■ **Work instructions**
Quote the material below word for word, with every line in its original order. Omit the pictures.

■ **Listing**
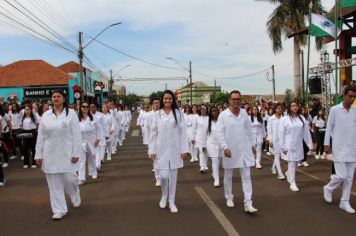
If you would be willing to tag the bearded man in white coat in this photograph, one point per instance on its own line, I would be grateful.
(342, 127)
(236, 139)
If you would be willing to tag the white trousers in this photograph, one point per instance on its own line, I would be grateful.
(292, 167)
(277, 163)
(203, 158)
(84, 156)
(59, 184)
(215, 166)
(100, 153)
(246, 184)
(193, 151)
(344, 175)
(168, 183)
(258, 147)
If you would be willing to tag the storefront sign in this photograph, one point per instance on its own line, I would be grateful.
(42, 92)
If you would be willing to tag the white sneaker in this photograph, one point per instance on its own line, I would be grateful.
(173, 208)
(230, 203)
(58, 216)
(163, 203)
(281, 177)
(347, 207)
(294, 188)
(77, 202)
(250, 209)
(327, 195)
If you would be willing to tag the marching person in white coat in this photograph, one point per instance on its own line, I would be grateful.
(57, 152)
(200, 127)
(99, 117)
(168, 146)
(293, 130)
(91, 134)
(190, 118)
(236, 139)
(212, 144)
(273, 140)
(259, 134)
(146, 139)
(341, 126)
(110, 122)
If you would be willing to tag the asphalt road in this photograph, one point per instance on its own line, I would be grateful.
(124, 201)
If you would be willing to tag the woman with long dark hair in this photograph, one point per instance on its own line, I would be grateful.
(259, 134)
(91, 135)
(319, 125)
(200, 127)
(293, 130)
(273, 139)
(168, 146)
(212, 144)
(28, 137)
(57, 152)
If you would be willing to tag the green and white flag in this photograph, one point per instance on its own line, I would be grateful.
(348, 3)
(322, 26)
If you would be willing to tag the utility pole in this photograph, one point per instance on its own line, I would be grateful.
(80, 56)
(191, 83)
(273, 84)
(111, 83)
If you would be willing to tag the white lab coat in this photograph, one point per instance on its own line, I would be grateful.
(341, 127)
(168, 139)
(58, 140)
(91, 131)
(200, 128)
(110, 122)
(292, 132)
(235, 133)
(258, 131)
(99, 117)
(273, 133)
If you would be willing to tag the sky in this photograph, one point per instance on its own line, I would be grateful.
(225, 40)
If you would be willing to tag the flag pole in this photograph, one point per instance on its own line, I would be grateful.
(336, 52)
(308, 59)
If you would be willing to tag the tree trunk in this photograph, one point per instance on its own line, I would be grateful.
(297, 68)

■ **Result of the exercise**
If you would be willing to tag the bearded man in white coat in this photograph, one point per instance on its own line, I would be grateful.
(342, 127)
(236, 139)
If you would be willing to tag the white trousers in this photograph, one point per instance on its own line, I would be grateful.
(292, 167)
(277, 163)
(203, 158)
(84, 156)
(59, 184)
(215, 166)
(100, 153)
(246, 184)
(193, 151)
(344, 175)
(168, 183)
(258, 147)
If you would be willing to tag the storefront sign in this photograph, one point per instance on its own line, I would be grateful.
(42, 92)
If you would be willing to tag the white sneaker in this photograph, one point per instance on its own line, I would be grateful.
(173, 208)
(230, 203)
(58, 216)
(163, 203)
(281, 177)
(347, 207)
(294, 188)
(77, 202)
(250, 209)
(327, 195)
If you would be willing to tag the marching person in white coat in this photograph, one point per instance on its own line, I would be grateful.
(57, 152)
(200, 127)
(99, 117)
(168, 146)
(293, 130)
(91, 134)
(190, 118)
(236, 139)
(212, 144)
(273, 140)
(259, 134)
(146, 139)
(341, 126)
(110, 122)
If you would be willing to tag the asphalt road in this photograph, one point per instance on its own line, I would be grateful.
(124, 201)
If you would be willing to tag the woman with long dark hair in this photograph, one point per instance on its own line, I would be grateful.
(259, 134)
(91, 135)
(319, 125)
(200, 127)
(293, 130)
(273, 139)
(168, 146)
(212, 144)
(28, 137)
(57, 152)
If you would be willing to tag the green and white flag in this photograph, one point per instance on its own line, I would be grateful.
(348, 3)
(322, 26)
If you would be willing to tag the utility pole in this photograph, one point per instance on its own line, I would be grateful.
(80, 56)
(191, 83)
(273, 84)
(111, 83)
If you would be willing to tag the white lab coat in this photograph, one point per instance on its own line, I would be grateful.
(341, 127)
(168, 139)
(58, 140)
(91, 131)
(200, 128)
(110, 122)
(292, 132)
(235, 133)
(258, 131)
(99, 117)
(273, 133)
If you would be willing to tag the sky in this photograph, one point per instance on its own line, I would be grateful.
(225, 40)
If you would be willing to tag the flag pole in this photograph, one point per instance on its own line, I would be grateful.
(336, 52)
(308, 59)
If you would be willing to tag the tree trunk in this photograph, one point per instance on its own line, I would be grateful.
(297, 68)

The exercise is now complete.